* [WORK REQUIRED] Starting from the line that contains "# point at: the light switch", reproduce each line exactly through the end of the material, and include no other lines.

━━ EXERCISE MATERIAL ━━

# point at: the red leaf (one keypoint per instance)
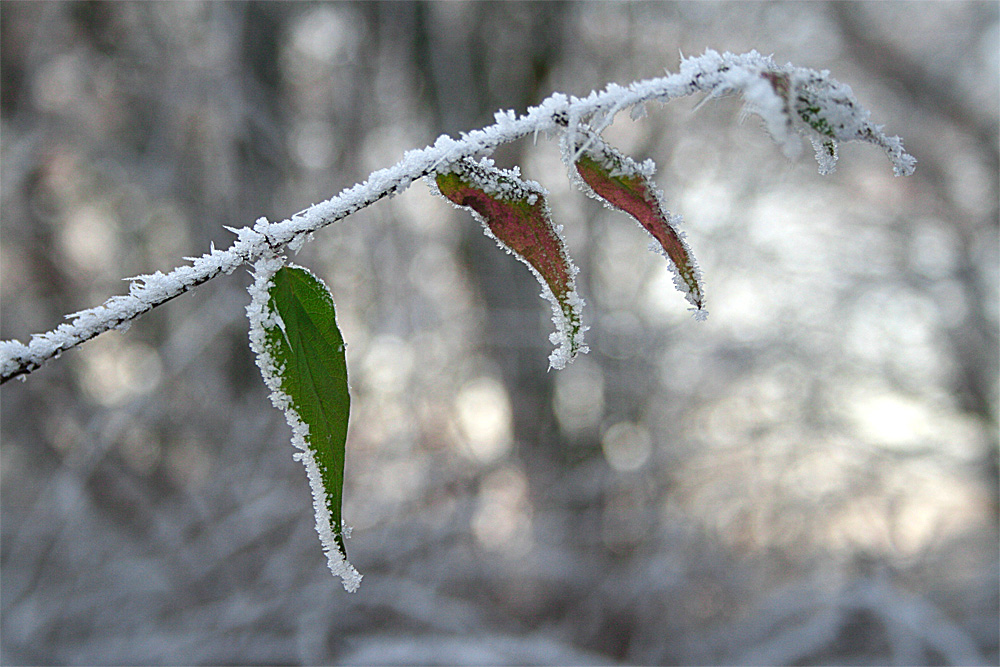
(626, 186)
(516, 214)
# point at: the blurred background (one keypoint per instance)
(808, 477)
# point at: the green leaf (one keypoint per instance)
(300, 351)
(516, 214)
(310, 348)
(627, 186)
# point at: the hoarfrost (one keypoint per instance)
(792, 101)
(263, 317)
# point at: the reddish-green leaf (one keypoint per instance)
(516, 214)
(626, 186)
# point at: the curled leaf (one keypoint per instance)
(516, 214)
(300, 352)
(626, 185)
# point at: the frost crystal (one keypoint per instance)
(792, 101)
(263, 317)
(515, 213)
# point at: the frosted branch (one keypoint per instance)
(793, 102)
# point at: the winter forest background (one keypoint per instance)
(810, 476)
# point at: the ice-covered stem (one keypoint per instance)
(792, 101)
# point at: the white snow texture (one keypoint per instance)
(261, 318)
(715, 74)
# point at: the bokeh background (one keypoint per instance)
(808, 477)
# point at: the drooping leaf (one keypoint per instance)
(627, 186)
(516, 214)
(301, 355)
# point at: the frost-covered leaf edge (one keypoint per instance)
(506, 185)
(262, 318)
(712, 73)
(687, 275)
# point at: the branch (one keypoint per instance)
(792, 102)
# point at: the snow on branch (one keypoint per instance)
(793, 102)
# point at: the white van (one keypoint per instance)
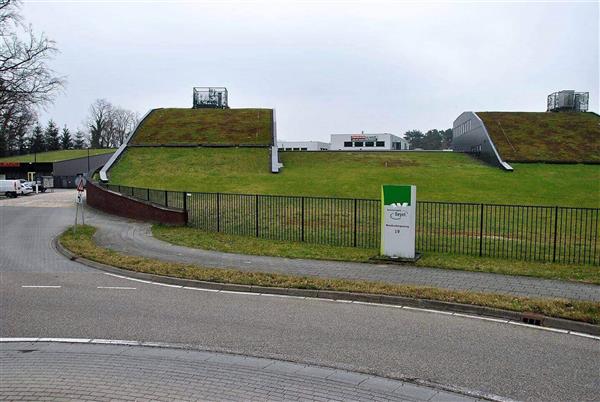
(10, 188)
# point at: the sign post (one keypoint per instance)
(79, 202)
(398, 216)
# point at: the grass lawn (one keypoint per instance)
(530, 136)
(443, 176)
(83, 245)
(211, 126)
(190, 237)
(56, 156)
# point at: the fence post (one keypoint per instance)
(555, 233)
(354, 222)
(481, 232)
(218, 212)
(302, 229)
(256, 213)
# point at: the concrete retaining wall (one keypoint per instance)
(121, 205)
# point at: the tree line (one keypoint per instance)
(28, 84)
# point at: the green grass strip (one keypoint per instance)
(190, 237)
(81, 243)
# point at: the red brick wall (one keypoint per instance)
(121, 205)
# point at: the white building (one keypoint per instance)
(367, 142)
(302, 146)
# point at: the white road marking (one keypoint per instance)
(473, 317)
(201, 289)
(41, 286)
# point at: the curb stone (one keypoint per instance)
(548, 322)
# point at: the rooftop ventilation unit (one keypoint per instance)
(210, 98)
(568, 101)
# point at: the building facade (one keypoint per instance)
(302, 146)
(64, 172)
(368, 142)
(470, 135)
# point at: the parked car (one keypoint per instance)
(26, 189)
(32, 184)
(10, 188)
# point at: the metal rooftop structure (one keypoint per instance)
(568, 101)
(210, 98)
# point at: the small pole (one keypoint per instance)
(256, 214)
(218, 212)
(555, 233)
(481, 232)
(354, 224)
(302, 218)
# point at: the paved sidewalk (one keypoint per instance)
(135, 238)
(63, 371)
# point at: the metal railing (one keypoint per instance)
(522, 232)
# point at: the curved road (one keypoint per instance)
(483, 355)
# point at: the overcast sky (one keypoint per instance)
(325, 66)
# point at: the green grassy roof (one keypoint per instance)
(560, 137)
(56, 156)
(439, 176)
(206, 126)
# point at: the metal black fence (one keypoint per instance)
(523, 232)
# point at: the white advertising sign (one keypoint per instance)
(398, 218)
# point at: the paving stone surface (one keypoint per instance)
(60, 371)
(135, 238)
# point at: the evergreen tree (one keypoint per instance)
(52, 139)
(65, 139)
(37, 140)
(79, 142)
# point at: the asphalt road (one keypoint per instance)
(508, 360)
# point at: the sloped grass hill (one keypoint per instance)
(442, 176)
(544, 137)
(206, 127)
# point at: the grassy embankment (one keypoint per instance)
(535, 136)
(56, 156)
(82, 244)
(438, 176)
(189, 237)
(206, 126)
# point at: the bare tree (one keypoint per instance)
(99, 122)
(26, 81)
(123, 122)
(109, 125)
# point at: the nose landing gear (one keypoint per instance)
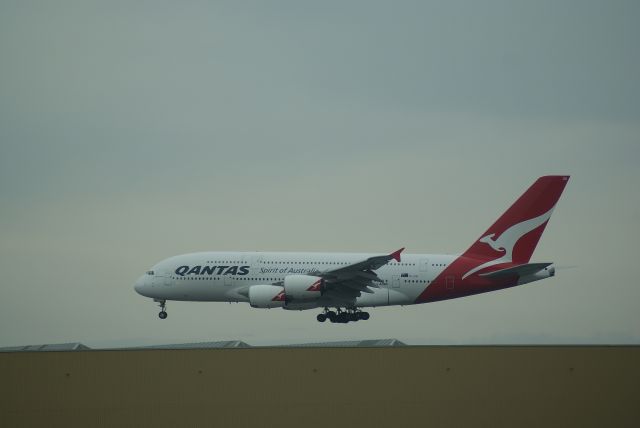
(342, 317)
(163, 313)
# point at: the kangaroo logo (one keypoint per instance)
(508, 239)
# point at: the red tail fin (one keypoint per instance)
(517, 231)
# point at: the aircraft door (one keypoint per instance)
(395, 281)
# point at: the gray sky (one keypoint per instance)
(133, 131)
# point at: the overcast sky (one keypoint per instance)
(134, 131)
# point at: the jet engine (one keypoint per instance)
(303, 287)
(266, 296)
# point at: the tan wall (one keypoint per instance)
(309, 387)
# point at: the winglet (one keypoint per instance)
(396, 254)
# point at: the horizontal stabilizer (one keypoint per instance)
(520, 270)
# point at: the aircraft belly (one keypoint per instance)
(379, 297)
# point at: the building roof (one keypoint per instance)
(199, 345)
(351, 344)
(75, 346)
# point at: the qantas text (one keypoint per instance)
(212, 270)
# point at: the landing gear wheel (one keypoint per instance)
(163, 306)
(342, 318)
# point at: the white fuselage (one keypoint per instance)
(225, 276)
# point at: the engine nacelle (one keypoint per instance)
(266, 296)
(303, 287)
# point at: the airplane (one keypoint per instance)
(342, 284)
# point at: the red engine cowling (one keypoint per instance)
(266, 296)
(303, 287)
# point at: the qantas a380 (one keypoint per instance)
(341, 284)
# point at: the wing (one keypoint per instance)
(346, 283)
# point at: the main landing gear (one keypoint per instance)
(342, 317)
(163, 306)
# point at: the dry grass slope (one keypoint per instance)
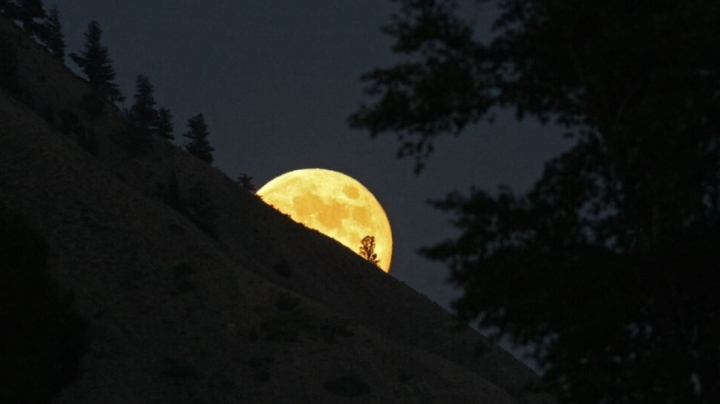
(269, 311)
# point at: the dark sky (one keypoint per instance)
(276, 81)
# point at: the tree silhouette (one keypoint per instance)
(367, 250)
(9, 8)
(43, 338)
(8, 65)
(142, 112)
(604, 266)
(198, 135)
(28, 11)
(51, 34)
(246, 181)
(97, 66)
(165, 125)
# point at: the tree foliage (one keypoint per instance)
(198, 134)
(51, 34)
(95, 63)
(28, 12)
(143, 111)
(367, 250)
(43, 338)
(165, 125)
(608, 265)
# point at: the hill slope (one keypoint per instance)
(268, 311)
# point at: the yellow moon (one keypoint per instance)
(334, 204)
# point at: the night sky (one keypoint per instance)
(276, 82)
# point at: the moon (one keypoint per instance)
(334, 204)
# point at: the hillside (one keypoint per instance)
(267, 311)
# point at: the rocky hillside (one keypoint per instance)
(256, 309)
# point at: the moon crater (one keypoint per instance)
(334, 204)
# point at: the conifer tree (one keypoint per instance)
(367, 250)
(28, 12)
(97, 66)
(143, 112)
(51, 34)
(165, 125)
(8, 8)
(198, 135)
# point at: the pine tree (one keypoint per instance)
(246, 181)
(198, 135)
(165, 125)
(51, 34)
(9, 9)
(143, 112)
(367, 250)
(171, 195)
(28, 12)
(97, 66)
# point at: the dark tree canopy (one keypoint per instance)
(95, 62)
(28, 11)
(165, 125)
(43, 338)
(143, 111)
(51, 34)
(367, 250)
(608, 266)
(199, 144)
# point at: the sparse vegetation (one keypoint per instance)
(28, 12)
(347, 386)
(95, 63)
(180, 371)
(282, 268)
(367, 250)
(199, 208)
(93, 105)
(165, 126)
(8, 66)
(52, 36)
(40, 353)
(246, 181)
(199, 145)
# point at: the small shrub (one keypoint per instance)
(282, 268)
(70, 123)
(93, 105)
(287, 303)
(8, 66)
(262, 376)
(199, 208)
(183, 270)
(347, 386)
(177, 229)
(179, 371)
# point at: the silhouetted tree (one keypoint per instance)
(51, 34)
(367, 250)
(92, 145)
(246, 181)
(8, 65)
(199, 208)
(142, 111)
(198, 135)
(9, 9)
(43, 338)
(171, 196)
(165, 125)
(97, 66)
(28, 12)
(604, 266)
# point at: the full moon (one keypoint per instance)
(334, 204)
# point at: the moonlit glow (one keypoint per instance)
(335, 205)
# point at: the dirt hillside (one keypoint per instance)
(261, 309)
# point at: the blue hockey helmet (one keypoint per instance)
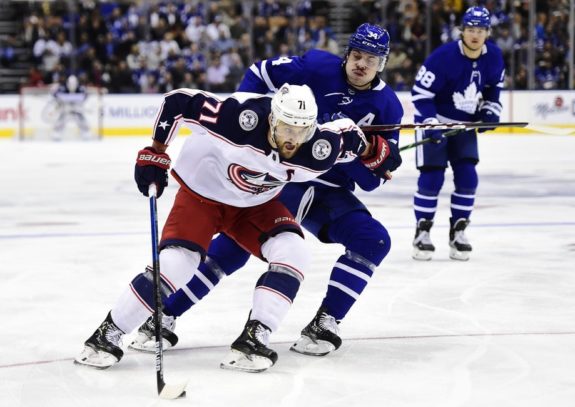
(476, 17)
(372, 39)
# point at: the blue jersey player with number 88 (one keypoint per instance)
(459, 81)
(343, 87)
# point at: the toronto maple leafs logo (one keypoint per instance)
(248, 120)
(469, 100)
(252, 181)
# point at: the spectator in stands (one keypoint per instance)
(216, 75)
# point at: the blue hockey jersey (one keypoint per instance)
(452, 87)
(324, 74)
(228, 157)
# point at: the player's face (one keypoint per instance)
(288, 139)
(361, 68)
(474, 37)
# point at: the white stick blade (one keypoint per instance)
(173, 391)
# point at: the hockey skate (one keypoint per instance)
(249, 352)
(458, 243)
(319, 337)
(145, 340)
(422, 247)
(102, 349)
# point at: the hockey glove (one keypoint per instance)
(487, 116)
(384, 156)
(436, 136)
(331, 117)
(151, 168)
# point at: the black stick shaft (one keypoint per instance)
(157, 292)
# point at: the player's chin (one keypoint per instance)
(289, 150)
(359, 81)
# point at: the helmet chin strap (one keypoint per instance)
(273, 139)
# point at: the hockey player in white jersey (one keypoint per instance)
(334, 214)
(70, 98)
(242, 151)
(459, 81)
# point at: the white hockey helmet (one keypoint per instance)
(295, 105)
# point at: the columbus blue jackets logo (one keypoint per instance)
(248, 120)
(252, 181)
(321, 149)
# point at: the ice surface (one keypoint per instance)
(498, 330)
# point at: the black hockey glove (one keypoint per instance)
(151, 168)
(384, 157)
(436, 136)
(487, 116)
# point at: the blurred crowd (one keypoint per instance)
(151, 47)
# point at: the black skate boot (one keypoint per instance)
(249, 352)
(145, 340)
(422, 247)
(319, 337)
(102, 349)
(458, 243)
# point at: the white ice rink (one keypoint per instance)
(498, 330)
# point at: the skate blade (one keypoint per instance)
(455, 254)
(95, 359)
(421, 255)
(307, 346)
(149, 346)
(236, 360)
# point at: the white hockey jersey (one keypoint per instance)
(228, 157)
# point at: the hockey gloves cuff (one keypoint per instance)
(384, 156)
(151, 168)
(487, 116)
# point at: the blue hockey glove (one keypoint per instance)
(436, 136)
(384, 156)
(151, 168)
(329, 117)
(487, 116)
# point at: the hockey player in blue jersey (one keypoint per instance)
(459, 81)
(348, 87)
(243, 150)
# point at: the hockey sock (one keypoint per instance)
(429, 184)
(463, 198)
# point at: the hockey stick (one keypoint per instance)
(429, 140)
(165, 391)
(441, 126)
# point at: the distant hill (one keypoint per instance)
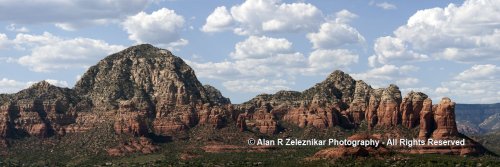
(473, 119)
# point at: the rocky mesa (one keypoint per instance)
(147, 91)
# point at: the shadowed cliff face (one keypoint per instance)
(147, 91)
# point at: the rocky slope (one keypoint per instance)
(342, 101)
(148, 92)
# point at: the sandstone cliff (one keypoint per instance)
(147, 91)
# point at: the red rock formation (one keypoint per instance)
(444, 117)
(142, 145)
(426, 120)
(388, 110)
(411, 108)
(373, 104)
(241, 122)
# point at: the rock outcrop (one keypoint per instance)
(444, 118)
(147, 91)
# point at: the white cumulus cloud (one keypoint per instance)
(469, 32)
(69, 15)
(50, 53)
(325, 61)
(333, 35)
(160, 28)
(254, 17)
(386, 5)
(219, 20)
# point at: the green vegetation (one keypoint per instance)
(187, 151)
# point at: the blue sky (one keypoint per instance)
(244, 48)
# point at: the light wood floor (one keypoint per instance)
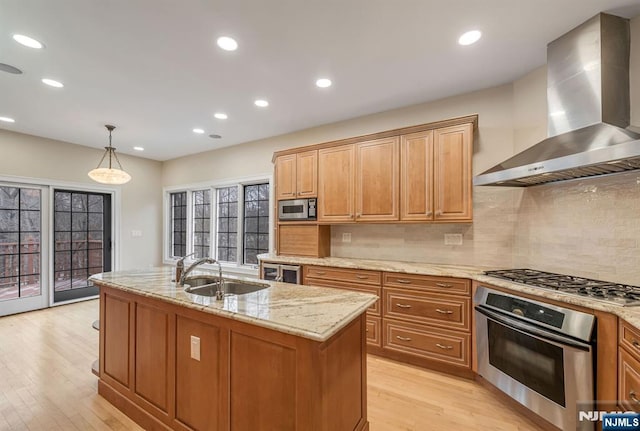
(46, 384)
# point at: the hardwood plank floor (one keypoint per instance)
(46, 384)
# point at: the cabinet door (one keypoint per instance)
(452, 173)
(416, 183)
(286, 177)
(377, 175)
(307, 174)
(336, 184)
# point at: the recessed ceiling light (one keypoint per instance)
(10, 69)
(470, 37)
(323, 82)
(227, 43)
(52, 82)
(27, 41)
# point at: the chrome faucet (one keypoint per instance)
(220, 288)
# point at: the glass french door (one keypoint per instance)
(22, 286)
(82, 242)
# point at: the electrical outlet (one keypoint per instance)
(452, 239)
(195, 348)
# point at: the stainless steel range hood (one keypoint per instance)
(588, 110)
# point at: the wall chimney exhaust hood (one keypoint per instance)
(588, 111)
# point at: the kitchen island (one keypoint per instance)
(287, 357)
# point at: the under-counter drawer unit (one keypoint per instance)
(449, 347)
(374, 334)
(445, 285)
(360, 276)
(428, 308)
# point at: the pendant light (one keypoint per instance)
(109, 175)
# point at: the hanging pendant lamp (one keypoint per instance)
(109, 175)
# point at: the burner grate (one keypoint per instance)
(621, 294)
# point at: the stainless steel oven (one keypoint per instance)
(539, 354)
(297, 209)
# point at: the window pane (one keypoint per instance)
(178, 224)
(256, 222)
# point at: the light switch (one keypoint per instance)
(452, 239)
(195, 348)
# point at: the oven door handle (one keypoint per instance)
(532, 330)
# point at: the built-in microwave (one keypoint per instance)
(297, 209)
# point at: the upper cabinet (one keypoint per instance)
(377, 179)
(414, 174)
(336, 185)
(436, 174)
(297, 175)
(452, 148)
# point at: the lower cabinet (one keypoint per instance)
(174, 368)
(423, 320)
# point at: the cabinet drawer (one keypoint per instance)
(436, 344)
(340, 274)
(629, 337)
(628, 381)
(418, 307)
(374, 309)
(446, 285)
(374, 337)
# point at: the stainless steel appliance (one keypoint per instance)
(620, 294)
(539, 354)
(279, 272)
(297, 209)
(588, 104)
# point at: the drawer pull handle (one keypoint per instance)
(443, 311)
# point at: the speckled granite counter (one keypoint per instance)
(306, 311)
(630, 314)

━━━

* [RESULT OF THIS TASK]
# point at: the light switch (one keypoint per instance)
(452, 239)
(195, 348)
# point at: the oven door handle (one keypoint per instance)
(532, 330)
# point at: the built-in microwave (one keypoint per instance)
(297, 209)
# point at: the upper cabinet (one keypoint per instance)
(377, 179)
(414, 174)
(336, 185)
(436, 174)
(297, 175)
(452, 148)
# point at: the lower cabinet (one keypoint per instance)
(174, 368)
(423, 320)
# point at: the cabinet drawer (one keypoint per instance)
(436, 344)
(340, 274)
(629, 337)
(628, 381)
(418, 307)
(374, 309)
(446, 285)
(374, 337)
# point at: the stainless steel appliance (one keypoint per instance)
(620, 294)
(539, 354)
(279, 272)
(297, 209)
(588, 104)
# point at: the drawer pull handle (one keypoint per instance)
(443, 311)
# point at: the speckled granite counter (one keypoint per instance)
(306, 311)
(630, 314)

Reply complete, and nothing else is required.